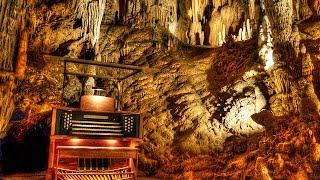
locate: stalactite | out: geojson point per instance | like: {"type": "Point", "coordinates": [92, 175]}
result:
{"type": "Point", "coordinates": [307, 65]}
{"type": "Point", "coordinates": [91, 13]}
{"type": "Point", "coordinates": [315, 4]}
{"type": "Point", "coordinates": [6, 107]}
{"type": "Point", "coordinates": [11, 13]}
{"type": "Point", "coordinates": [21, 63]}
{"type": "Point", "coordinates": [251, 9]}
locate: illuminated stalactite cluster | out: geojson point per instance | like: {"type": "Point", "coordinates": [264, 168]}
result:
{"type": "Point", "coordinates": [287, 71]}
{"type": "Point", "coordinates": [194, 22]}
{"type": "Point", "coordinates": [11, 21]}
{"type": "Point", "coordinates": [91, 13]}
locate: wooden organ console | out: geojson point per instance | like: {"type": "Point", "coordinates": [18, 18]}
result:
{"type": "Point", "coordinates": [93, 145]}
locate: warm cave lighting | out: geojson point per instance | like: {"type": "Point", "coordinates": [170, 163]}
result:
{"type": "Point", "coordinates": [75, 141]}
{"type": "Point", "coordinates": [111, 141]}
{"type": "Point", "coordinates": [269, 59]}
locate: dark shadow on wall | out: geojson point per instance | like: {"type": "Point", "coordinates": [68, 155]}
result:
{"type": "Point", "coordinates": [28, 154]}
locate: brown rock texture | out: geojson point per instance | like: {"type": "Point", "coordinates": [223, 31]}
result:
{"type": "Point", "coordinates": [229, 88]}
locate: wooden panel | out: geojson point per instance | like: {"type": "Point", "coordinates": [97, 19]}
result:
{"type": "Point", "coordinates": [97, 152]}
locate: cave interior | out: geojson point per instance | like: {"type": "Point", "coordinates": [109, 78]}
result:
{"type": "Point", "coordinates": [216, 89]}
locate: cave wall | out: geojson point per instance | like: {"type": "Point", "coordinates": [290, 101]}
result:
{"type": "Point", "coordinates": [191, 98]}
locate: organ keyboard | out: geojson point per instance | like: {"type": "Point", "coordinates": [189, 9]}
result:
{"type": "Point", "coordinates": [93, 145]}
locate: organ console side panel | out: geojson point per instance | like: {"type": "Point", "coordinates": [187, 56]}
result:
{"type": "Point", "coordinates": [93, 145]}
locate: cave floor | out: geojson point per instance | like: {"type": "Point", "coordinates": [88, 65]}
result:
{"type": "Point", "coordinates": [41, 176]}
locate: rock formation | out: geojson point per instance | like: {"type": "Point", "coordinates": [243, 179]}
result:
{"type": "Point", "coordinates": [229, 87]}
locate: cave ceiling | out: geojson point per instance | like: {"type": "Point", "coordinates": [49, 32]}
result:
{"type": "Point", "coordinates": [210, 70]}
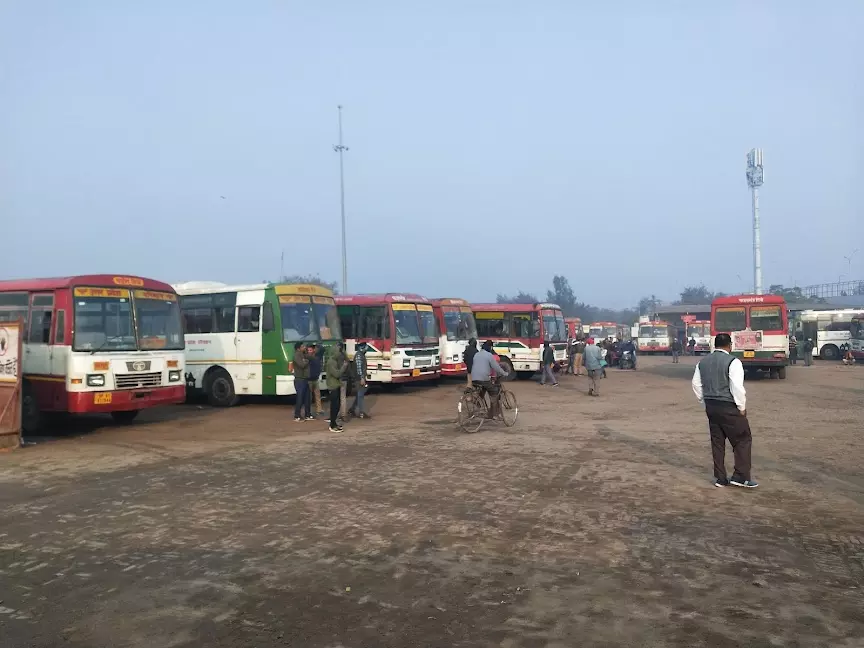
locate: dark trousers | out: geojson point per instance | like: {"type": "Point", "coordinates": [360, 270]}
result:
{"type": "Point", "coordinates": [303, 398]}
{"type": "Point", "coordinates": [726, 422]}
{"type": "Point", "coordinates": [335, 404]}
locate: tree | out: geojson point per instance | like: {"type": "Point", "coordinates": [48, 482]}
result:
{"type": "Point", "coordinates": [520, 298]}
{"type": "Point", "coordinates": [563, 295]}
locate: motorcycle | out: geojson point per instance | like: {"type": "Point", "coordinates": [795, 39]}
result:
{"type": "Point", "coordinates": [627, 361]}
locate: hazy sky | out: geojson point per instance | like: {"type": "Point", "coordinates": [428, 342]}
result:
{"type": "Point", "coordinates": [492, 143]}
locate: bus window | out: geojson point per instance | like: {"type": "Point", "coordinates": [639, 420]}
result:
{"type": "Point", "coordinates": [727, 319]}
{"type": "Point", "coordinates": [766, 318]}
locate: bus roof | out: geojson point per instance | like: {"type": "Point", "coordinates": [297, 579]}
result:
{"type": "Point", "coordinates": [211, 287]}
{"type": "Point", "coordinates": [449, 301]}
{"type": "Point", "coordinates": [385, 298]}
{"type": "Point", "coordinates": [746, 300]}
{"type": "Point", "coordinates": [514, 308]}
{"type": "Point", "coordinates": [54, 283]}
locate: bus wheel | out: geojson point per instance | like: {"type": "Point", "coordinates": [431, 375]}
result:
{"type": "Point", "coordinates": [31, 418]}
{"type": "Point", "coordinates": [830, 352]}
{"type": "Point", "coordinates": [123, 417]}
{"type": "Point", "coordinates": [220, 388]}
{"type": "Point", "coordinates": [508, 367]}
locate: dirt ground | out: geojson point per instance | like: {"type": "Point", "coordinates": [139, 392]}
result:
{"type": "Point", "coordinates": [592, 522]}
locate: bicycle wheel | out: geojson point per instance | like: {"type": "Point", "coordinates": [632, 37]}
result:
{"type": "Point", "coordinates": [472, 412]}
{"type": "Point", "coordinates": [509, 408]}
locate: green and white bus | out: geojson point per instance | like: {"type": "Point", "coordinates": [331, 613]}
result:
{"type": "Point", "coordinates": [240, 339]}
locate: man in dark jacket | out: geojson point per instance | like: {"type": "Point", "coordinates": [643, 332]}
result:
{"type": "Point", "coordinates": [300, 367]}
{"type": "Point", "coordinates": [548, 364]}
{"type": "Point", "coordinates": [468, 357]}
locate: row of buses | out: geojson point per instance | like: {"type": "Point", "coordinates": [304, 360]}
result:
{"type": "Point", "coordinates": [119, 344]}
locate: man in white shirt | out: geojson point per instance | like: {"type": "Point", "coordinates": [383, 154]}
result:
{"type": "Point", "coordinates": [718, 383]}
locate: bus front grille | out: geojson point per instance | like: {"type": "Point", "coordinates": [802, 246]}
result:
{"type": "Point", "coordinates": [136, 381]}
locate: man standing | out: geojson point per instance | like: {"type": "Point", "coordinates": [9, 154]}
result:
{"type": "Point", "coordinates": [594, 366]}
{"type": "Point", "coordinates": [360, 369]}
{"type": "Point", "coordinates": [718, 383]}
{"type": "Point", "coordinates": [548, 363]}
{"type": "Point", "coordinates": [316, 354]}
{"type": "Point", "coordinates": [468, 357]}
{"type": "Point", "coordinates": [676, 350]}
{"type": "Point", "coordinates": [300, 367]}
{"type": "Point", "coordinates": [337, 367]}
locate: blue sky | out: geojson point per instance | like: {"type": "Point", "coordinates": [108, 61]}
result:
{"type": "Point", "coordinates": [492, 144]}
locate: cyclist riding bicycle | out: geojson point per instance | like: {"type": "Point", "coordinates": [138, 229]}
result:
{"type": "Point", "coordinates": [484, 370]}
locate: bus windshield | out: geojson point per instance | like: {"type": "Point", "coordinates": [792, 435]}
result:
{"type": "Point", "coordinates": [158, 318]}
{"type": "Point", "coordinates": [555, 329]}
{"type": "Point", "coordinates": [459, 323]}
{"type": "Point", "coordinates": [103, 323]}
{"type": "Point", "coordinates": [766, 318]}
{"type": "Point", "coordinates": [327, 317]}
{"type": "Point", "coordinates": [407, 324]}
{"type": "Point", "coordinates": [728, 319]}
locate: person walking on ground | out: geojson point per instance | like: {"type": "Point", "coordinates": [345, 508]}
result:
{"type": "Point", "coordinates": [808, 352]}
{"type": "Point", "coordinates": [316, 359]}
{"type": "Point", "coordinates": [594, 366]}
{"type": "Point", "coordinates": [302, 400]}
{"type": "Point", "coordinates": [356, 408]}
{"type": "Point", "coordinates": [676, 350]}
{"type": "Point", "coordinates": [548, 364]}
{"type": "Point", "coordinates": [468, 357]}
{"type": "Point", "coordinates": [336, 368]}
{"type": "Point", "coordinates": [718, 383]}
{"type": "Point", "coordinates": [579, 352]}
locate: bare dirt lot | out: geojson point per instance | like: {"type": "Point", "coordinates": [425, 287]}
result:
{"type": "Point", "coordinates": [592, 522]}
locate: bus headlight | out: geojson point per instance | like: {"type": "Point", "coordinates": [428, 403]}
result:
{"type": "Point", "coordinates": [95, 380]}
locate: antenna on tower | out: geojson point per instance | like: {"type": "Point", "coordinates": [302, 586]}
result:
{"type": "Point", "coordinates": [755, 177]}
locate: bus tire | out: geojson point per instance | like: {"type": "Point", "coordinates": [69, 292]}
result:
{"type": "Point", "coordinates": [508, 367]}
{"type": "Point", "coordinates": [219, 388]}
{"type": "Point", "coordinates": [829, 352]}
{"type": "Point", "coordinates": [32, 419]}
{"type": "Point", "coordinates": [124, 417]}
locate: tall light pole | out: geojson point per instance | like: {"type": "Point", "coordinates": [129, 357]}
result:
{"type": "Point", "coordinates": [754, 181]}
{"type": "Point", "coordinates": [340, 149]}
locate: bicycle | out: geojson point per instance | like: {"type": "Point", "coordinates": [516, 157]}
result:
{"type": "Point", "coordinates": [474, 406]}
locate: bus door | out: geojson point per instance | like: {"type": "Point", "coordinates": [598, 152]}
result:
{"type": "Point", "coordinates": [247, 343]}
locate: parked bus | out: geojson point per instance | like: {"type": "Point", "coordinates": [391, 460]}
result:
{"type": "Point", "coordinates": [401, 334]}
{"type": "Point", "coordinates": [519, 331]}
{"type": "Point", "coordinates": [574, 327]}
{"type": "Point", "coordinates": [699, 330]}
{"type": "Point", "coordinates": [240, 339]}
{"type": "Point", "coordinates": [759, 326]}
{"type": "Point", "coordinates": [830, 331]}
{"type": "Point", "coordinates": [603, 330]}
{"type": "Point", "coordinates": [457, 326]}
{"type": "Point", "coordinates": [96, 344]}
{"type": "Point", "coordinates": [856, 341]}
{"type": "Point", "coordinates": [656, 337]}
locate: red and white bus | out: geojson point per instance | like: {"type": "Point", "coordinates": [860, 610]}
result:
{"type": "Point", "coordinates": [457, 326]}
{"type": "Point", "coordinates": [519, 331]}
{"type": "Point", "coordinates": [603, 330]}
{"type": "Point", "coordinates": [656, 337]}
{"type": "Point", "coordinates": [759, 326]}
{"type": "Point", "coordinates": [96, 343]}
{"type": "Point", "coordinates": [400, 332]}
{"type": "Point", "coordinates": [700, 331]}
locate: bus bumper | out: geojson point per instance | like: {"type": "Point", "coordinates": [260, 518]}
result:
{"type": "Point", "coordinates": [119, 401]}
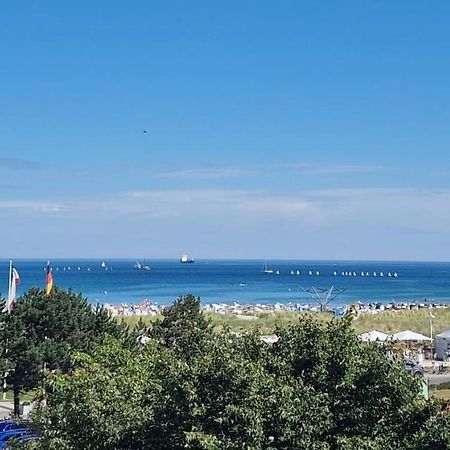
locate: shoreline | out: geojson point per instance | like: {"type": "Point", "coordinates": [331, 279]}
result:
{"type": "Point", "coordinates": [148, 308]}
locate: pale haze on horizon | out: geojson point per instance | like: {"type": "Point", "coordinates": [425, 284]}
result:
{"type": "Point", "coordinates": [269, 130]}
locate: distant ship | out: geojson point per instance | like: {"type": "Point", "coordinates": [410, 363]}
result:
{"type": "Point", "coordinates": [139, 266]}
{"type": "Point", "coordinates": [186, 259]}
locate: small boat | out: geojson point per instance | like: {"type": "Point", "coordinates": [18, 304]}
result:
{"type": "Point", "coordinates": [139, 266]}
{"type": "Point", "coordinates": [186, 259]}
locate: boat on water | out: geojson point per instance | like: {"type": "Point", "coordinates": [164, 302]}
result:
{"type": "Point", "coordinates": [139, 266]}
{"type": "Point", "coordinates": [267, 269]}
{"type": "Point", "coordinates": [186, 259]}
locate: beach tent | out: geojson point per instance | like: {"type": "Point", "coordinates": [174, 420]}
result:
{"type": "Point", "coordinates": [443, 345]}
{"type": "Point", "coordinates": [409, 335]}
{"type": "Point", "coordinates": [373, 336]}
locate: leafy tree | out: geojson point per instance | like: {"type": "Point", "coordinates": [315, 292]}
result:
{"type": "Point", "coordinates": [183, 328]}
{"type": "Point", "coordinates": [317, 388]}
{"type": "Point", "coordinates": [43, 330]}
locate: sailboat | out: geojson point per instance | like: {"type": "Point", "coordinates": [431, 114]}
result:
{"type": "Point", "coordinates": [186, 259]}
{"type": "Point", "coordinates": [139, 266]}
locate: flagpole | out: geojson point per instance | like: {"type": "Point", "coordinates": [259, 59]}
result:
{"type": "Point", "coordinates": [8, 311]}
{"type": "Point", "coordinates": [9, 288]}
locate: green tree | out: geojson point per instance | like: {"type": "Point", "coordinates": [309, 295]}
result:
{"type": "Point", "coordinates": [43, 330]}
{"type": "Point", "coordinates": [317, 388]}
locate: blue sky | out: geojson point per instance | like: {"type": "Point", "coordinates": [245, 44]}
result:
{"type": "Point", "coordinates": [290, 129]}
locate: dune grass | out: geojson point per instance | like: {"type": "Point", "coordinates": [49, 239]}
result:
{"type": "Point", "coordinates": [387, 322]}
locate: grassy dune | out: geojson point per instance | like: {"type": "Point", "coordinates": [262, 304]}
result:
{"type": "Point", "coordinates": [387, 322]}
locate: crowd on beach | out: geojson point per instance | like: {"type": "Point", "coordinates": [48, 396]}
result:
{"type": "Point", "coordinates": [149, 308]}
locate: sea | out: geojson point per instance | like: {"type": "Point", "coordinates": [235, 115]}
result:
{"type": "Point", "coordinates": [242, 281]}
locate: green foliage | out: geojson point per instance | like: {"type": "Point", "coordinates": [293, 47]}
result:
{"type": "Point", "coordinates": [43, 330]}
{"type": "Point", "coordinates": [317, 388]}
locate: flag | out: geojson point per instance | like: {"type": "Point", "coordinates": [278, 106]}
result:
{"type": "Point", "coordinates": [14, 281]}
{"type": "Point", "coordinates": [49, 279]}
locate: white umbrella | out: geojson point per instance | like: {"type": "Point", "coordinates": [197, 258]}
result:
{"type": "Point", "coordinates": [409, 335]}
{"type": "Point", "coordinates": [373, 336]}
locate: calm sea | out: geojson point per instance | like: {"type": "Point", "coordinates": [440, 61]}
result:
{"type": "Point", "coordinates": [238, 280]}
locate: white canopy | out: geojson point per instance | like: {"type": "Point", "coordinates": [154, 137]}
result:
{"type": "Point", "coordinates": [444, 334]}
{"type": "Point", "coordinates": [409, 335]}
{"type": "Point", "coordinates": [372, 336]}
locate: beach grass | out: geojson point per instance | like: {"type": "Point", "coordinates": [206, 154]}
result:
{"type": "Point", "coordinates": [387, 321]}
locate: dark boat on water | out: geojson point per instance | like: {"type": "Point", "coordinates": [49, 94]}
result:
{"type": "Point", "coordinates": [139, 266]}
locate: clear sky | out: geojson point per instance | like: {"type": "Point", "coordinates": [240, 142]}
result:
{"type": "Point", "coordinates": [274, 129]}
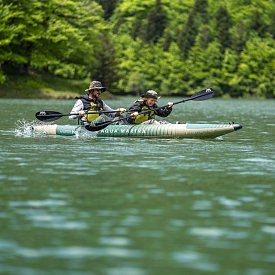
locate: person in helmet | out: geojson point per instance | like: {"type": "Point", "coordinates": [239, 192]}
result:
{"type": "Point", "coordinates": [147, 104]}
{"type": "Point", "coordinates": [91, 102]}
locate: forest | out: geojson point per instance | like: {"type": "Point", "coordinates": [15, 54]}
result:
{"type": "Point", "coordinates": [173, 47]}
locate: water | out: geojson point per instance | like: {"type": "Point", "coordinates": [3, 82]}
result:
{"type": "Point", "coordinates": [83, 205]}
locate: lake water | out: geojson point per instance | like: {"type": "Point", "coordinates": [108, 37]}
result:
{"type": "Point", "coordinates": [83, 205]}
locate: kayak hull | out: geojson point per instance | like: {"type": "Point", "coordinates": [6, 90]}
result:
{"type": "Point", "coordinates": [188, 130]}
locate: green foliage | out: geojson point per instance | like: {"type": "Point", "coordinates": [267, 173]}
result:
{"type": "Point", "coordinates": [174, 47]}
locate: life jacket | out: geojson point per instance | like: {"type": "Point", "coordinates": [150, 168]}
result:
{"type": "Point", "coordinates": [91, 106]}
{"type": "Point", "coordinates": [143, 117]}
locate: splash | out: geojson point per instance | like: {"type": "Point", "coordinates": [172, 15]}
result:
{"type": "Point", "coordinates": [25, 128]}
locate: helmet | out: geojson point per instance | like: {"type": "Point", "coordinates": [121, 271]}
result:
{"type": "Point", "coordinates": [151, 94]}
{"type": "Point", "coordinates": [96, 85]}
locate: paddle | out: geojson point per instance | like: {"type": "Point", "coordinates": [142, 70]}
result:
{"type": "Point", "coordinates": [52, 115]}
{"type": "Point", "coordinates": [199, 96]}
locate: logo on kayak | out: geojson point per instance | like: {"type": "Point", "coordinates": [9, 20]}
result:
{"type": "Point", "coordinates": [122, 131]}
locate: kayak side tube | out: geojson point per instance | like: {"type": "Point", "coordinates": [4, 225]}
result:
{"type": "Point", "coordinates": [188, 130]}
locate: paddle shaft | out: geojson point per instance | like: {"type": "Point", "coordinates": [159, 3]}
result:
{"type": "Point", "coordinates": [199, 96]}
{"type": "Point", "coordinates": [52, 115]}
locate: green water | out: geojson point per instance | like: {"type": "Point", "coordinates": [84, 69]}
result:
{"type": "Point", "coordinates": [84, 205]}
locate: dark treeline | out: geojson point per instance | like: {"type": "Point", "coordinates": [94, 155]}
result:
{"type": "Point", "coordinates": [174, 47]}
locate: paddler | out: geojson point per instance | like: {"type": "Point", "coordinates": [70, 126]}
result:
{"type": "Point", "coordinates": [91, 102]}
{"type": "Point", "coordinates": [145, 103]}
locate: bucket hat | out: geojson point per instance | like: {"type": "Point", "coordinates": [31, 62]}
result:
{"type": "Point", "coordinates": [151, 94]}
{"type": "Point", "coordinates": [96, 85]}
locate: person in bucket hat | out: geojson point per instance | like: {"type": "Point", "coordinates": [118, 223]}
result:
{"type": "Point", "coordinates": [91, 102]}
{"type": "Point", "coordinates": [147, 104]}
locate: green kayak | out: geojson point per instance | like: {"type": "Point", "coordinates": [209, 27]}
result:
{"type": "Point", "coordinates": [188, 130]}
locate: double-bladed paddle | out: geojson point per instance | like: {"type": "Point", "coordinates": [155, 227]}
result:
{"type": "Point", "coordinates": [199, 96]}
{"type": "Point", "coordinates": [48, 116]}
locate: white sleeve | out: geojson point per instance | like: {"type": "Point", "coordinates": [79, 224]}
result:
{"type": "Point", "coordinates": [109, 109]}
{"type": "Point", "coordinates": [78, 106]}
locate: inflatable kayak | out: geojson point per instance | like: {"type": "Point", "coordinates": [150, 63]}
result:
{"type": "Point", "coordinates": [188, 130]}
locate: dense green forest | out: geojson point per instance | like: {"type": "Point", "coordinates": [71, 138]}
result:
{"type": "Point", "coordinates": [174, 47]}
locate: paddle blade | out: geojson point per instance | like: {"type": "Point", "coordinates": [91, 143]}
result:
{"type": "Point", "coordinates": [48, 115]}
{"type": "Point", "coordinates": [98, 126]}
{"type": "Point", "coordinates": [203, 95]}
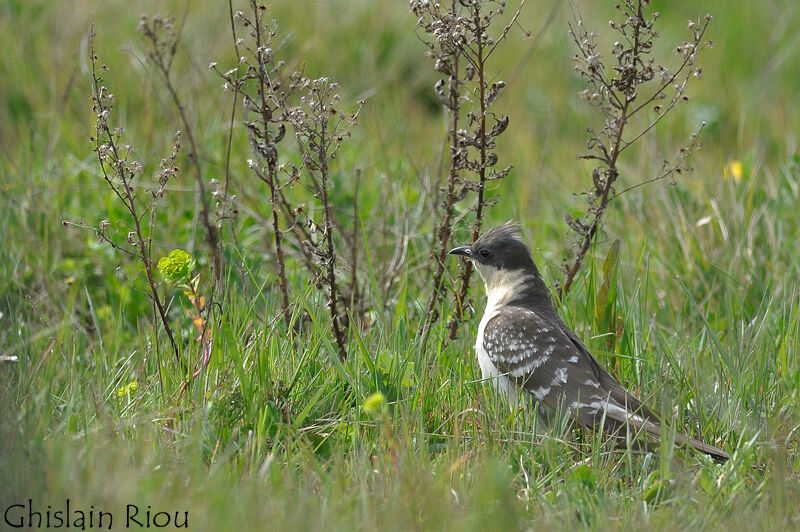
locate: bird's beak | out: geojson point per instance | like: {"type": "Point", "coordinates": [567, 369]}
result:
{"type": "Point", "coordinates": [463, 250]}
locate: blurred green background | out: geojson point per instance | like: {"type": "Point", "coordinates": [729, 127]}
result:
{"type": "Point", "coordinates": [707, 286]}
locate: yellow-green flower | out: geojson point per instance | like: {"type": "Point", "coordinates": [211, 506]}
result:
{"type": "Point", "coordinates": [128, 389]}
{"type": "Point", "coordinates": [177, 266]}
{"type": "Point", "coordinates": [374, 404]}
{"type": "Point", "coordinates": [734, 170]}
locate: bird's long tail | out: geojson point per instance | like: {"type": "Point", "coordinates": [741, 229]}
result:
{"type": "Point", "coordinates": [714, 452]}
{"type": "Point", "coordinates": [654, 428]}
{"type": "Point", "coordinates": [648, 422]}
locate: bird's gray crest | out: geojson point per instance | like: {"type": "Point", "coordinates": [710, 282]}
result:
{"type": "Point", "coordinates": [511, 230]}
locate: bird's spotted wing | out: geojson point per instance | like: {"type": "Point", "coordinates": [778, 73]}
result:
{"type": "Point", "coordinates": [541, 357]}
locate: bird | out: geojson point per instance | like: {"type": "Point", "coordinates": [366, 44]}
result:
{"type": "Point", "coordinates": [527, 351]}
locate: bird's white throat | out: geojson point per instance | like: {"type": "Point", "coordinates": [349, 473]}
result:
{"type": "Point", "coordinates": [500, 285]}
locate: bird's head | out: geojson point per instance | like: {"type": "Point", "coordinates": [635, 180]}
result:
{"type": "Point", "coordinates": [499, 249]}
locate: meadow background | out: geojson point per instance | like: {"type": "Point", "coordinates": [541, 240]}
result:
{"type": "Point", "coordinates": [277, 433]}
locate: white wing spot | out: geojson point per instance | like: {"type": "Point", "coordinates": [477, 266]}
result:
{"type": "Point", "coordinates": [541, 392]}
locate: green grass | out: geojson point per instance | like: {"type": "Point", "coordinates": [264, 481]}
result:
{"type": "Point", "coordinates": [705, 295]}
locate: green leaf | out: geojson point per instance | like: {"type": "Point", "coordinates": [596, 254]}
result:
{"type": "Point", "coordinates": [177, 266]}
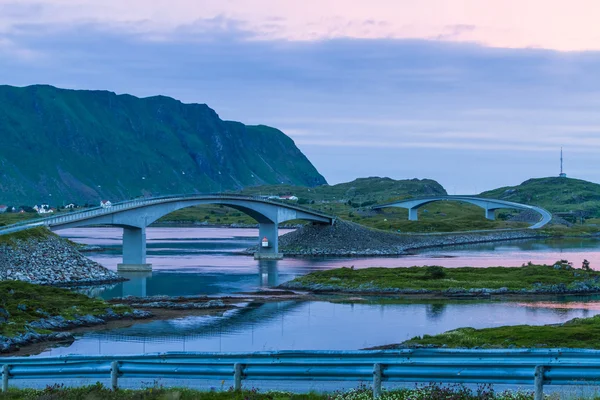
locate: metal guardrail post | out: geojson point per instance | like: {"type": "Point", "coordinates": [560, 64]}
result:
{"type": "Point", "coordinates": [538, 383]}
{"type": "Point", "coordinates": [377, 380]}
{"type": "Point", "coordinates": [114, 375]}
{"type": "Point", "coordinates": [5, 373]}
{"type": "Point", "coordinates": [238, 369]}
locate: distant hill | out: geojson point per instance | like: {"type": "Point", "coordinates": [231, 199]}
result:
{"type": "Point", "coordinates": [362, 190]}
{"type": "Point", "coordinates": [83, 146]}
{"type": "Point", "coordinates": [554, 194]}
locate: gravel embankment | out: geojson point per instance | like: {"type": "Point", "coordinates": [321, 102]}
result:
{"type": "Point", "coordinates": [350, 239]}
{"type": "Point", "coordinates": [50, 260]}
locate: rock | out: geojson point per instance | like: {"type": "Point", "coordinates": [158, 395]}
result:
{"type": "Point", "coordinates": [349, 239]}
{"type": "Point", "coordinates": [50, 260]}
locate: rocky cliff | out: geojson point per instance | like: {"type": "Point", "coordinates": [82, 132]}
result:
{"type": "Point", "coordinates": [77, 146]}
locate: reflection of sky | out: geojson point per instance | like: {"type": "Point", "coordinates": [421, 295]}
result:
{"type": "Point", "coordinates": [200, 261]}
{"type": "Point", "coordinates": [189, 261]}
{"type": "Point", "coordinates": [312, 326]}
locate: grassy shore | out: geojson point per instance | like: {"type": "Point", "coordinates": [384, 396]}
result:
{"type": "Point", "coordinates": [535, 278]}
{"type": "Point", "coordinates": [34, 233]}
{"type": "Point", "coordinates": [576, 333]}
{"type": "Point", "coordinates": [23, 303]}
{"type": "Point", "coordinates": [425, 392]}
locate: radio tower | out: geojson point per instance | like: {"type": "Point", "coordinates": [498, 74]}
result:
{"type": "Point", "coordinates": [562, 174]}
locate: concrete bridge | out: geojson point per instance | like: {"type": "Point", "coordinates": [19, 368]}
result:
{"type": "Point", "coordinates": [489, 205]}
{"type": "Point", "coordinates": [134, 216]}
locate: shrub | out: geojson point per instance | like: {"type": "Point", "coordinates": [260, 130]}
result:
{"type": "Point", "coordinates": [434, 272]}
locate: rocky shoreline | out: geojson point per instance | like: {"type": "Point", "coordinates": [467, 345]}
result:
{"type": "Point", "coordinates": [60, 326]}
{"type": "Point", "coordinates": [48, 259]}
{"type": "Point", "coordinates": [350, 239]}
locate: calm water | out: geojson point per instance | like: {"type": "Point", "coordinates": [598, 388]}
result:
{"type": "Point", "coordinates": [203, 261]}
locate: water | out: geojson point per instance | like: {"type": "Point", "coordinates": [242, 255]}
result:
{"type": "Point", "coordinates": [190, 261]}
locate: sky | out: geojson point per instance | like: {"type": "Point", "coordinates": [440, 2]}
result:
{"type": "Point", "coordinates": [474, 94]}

════════

Requirements: Write out again, exactly, the lines from the one holding "locate: radio tower" through the end of the listing, with both ends included.

Response to the task:
locate: radio tower | out: geojson point per instance | like: {"type": "Point", "coordinates": [498, 74]}
result:
{"type": "Point", "coordinates": [562, 174]}
locate: concrete bridge | out: geojson point per instance | like: {"type": "Point", "coordinates": [19, 368]}
result:
{"type": "Point", "coordinates": [489, 205]}
{"type": "Point", "coordinates": [134, 216]}
locate: shrub | out: geojson point per instance | like: {"type": "Point", "coordinates": [260, 130]}
result:
{"type": "Point", "coordinates": [434, 272]}
locate: rocky shoreline | out: geojson point per instance | like: {"type": "Point", "coordinates": [467, 345]}
result:
{"type": "Point", "coordinates": [60, 326]}
{"type": "Point", "coordinates": [48, 259]}
{"type": "Point", "coordinates": [350, 239]}
locate: calm water | out: geojson point per instance | like: {"type": "Point", "coordinates": [598, 388]}
result:
{"type": "Point", "coordinates": [203, 261]}
locate: water | out: geojson point per instance | like: {"type": "Point", "coordinates": [242, 255]}
result:
{"type": "Point", "coordinates": [190, 261]}
locate: sky | out: geojson point per instance | like: {"type": "Point", "coordinates": [440, 2]}
result:
{"type": "Point", "coordinates": [474, 94]}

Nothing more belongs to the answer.